▶ _RECORDS FOR THE TASK_:
-------
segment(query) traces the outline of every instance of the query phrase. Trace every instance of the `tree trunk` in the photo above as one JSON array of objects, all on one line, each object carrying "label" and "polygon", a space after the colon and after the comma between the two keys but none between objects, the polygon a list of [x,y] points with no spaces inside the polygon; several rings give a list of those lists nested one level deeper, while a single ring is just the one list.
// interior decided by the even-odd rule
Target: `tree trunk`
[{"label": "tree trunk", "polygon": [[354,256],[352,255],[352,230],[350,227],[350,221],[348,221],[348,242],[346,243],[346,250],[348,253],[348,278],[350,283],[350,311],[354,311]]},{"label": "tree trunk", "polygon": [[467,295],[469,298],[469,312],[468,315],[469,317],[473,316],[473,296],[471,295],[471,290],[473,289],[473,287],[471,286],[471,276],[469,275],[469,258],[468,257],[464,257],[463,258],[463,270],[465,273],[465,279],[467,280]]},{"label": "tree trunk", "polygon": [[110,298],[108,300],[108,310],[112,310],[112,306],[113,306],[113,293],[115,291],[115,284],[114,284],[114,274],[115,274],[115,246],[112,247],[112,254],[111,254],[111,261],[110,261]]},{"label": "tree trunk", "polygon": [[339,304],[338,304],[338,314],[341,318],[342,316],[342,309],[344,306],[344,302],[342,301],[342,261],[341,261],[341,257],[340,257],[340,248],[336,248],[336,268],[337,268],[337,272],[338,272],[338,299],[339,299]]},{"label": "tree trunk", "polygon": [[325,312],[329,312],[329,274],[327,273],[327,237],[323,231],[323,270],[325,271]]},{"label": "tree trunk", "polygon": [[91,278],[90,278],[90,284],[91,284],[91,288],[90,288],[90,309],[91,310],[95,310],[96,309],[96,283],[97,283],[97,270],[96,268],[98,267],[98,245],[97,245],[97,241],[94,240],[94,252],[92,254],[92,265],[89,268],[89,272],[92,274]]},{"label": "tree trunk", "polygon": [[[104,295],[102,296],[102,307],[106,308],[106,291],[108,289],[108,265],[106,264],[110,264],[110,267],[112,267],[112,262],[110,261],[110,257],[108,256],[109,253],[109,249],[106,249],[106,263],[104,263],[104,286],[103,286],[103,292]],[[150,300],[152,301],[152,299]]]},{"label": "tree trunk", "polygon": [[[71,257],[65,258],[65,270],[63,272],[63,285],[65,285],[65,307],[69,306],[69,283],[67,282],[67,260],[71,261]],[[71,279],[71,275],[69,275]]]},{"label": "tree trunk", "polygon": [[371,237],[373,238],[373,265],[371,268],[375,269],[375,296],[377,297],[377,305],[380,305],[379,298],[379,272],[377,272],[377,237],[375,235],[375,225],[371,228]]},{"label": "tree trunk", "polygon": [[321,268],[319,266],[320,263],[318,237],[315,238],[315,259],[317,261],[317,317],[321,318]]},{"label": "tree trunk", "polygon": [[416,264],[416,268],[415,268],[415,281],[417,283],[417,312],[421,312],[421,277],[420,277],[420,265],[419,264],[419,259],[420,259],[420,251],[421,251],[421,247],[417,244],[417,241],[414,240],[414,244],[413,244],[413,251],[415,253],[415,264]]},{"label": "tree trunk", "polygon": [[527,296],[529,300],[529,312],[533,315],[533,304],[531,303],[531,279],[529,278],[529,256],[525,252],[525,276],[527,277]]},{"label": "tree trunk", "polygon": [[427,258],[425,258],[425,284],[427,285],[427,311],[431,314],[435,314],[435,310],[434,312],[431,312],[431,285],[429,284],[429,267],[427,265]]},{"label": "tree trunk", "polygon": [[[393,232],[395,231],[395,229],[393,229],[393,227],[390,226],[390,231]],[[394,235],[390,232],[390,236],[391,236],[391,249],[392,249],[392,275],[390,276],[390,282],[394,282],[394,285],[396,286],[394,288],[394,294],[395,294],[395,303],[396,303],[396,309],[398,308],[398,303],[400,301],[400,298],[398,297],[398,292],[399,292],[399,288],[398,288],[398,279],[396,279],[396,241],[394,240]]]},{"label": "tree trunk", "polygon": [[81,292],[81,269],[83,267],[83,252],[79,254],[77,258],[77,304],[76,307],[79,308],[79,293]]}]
-------
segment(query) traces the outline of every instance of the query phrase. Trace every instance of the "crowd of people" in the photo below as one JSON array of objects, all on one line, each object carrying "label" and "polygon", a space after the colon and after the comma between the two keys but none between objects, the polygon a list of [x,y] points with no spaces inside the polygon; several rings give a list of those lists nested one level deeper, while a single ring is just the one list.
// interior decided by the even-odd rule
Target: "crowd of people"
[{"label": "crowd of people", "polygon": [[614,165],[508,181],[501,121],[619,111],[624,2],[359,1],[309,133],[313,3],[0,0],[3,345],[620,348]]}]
-------
▶ _WORK ITEM_: Among the lines above, find those containing the word "traces" and copy each.

▶ _REPLY_:
segment(query) traces the outline of every instance of the query phrase. Trace every instance of the `tree trunk` in the photo above as one JSON array of objects, all on one line, each object carrying "label" and "polygon", a space after the colon and after the comma between the two keys but none between objects, the polygon a list of [x,y] points with no spaces inside the polygon; several rings give a list of those lists nested one level deeper, while a single ring is just the one list.
segment(query) traces the outline of every instance of the query phrase. Trace every instance of the "crowd of people" in the photo below as one JSON array of objects, all on one line, each object carrying "label" and "polygon", a space after the colon and after the comma between the two keys but none between objects, the polygon a list of [x,y] points with no spaces inside the polygon; several rings give a list of those lists nested one level deeper, while a single ring is just the one list.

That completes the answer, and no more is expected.